**SELECTED EXCERPT**
Mamelodi Sundowns coach Miguel Cardoso claimed Kaizer Chiefs’ late winner in Sunday’s Nedbank Cup semifinal was clearly offside and called for VAR to be introduced in domestic football.

“It’s obvious the goal is offside. If you don’t think so, go back and look at it because it's clear, clear, clear, clear. So when we work in a country that doesn't have a VAR, that's what happens,” he said after Ashley du Preez steered home an 89th minute winner to secure a place in the final for Chiefs.

Chiefs came from behind to win 2-1 at Loftus Versfeld and book a derby final against Orlando Pirates in Durban on 10 May.

“There's a team that gets knocked out of this competition because of a mistake from the referee. I think we are being penalised enough all through the season regarding refereeing mistakes.

“And today we are out of the competition, four minutes from the end from a goal that is offside,” he said, adding sponsors should help pay for the cost of VAR at the latter stages of a competition like the Nedbank Cup.

Sundowns had been ahead at halftime through Tebeho Mokoena’s freekick but a defensive error from Lucas Saurez allowed Wandile Duba to equalise in the 57th minute.

“We cannot run away from it. There was a mistake. An individual mistake that lead to to a 1-1 scoreline,” added Cardoso, who said the error allowed Chiefs back into the contest.

“Anyway, football is like that, mistakes are capitalised on. I always says that the games are sometimes decided on details. Today, the detail for the opponent came from that mistake.

“But we don't kill no one,” he said of Suarez, who has made similar errors in recent games.

“We rise together and we give the hand to the player and we play to solve the problem. That's what the team did. Obviously that is not easy to concede a goal like that, but we kept the intention to come back and score a second goal. We kept ourselves in the game.”

Cardoso also said Sundowns were hampered by a poor mental approach in a niggly contest.

“I was not happy because I think we could have played better. Less emotional and more mental, thinking better about what to do in each moment of the game, coping with the intensity. We let ourselves go little bit under the emotions of the game,” he added.

**RECORD SET**
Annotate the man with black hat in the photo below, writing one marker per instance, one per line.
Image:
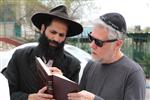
(113, 76)
(24, 80)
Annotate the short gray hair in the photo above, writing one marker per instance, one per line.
(113, 33)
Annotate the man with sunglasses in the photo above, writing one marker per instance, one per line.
(112, 75)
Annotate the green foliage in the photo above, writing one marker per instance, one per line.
(145, 63)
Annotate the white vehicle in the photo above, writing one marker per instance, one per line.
(81, 55)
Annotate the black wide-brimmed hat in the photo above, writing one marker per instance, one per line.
(60, 12)
(115, 20)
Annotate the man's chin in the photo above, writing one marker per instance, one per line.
(53, 45)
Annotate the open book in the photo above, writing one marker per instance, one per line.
(59, 86)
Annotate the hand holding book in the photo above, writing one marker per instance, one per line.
(58, 85)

**WHAT THE TASK REQUIRES**
Reproduce the match report from "Sundowns had been" to "the 57th minute.", changing "defensive error" to "defensive lapse".

**OUTPUT OF THE EXERCISE**
Sundowns had been ahead at halftime through Tebeho Mokoena’s freekick but a defensive lapse from Lucas Saurez allowed Wandile Duba to equalise in the 57th minute.